# MATERIAL SUPPLIED
++++++

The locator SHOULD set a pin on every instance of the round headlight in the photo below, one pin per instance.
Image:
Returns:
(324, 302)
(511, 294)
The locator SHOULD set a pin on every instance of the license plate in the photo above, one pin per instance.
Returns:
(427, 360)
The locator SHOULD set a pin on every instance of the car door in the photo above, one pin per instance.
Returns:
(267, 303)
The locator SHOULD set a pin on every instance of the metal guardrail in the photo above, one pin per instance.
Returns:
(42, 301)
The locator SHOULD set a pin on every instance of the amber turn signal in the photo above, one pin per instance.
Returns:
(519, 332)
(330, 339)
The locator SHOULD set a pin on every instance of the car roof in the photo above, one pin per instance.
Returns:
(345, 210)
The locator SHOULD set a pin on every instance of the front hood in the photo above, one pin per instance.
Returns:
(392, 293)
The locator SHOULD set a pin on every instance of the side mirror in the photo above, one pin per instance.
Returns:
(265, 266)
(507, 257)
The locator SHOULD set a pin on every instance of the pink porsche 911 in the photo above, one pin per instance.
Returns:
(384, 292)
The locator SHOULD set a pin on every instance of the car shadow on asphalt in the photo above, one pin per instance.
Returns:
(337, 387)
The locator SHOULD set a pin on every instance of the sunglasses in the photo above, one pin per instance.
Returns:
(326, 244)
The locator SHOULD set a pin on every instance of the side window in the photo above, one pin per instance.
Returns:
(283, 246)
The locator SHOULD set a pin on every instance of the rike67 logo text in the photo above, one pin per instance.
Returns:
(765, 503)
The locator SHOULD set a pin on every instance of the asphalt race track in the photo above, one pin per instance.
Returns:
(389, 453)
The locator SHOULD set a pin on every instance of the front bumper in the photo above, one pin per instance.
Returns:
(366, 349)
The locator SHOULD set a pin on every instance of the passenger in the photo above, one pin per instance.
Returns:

++++++

# WHAT YOU ARE ASKED TO DO
The listing above should be returned in full, exactly as shown.

# WRITTEN ANSWER
The locator SHOULD set a pin on every instance of the round headlight in the photo below, one pin per instance.
Image:
Returns:
(324, 302)
(511, 294)
The locator SHOULD set a pin on every instance of the license plate in the photo above, one pin per instance.
Returns:
(427, 360)
The locator SHOULD set a pin on every instance of the car door in the photo above, one pin per instance.
Returns:
(267, 303)
The locator SHOULD set a pin on every instance of the metal guardrail in the photo above, one pin per instance.
Returns:
(42, 301)
The locator SHOULD set a pin on every instance of the amber turn signal in the photo above, one pin per instance.
Returns:
(519, 332)
(330, 339)
The locator SHOULD set a pin on every instance of the car roof in the photo above, one pin per instance.
Returns:
(345, 210)
The locator SHOULD set a pin on every instance of the front hood in the photo above, one pin per instance.
Returns:
(392, 293)
The locator SHOULD set a pin on every instance of the side mirror in the photo above, one pin per instance.
Returns:
(265, 266)
(507, 257)
The locator SHOULD set a pin on every instance of the pink porsche 911 in the photo above, one pin per instance.
Returns:
(384, 292)
The locator SHOULD set a pin on every instance of the car shadow on asphalt in the photo above, one pin per instance.
Returns:
(337, 387)
The locator SHOULD set a pin on every instance of the sunglasses in the photo above, one pin per instance.
Returns:
(326, 244)
The locator SHOULD set a pin on every instance of the side window in the photo above, one pin per instance.
Returns:
(283, 246)
The locator SHOULD set a pin on every instance of the rike67 logo text in the photo above, one pin per instance.
Returns:
(765, 503)
The locator SHOULD set a pin on every instance of the asphalt race track in the photo above, one pin per instance.
Returns:
(389, 453)
The locator SHOULD set a pin on every instance of the front bumper in the photo above, one pin per instance.
Returns:
(366, 349)
The locator SHOULD set a pin on every instance of the passenger in the photo above, one pin per instance.
Returns:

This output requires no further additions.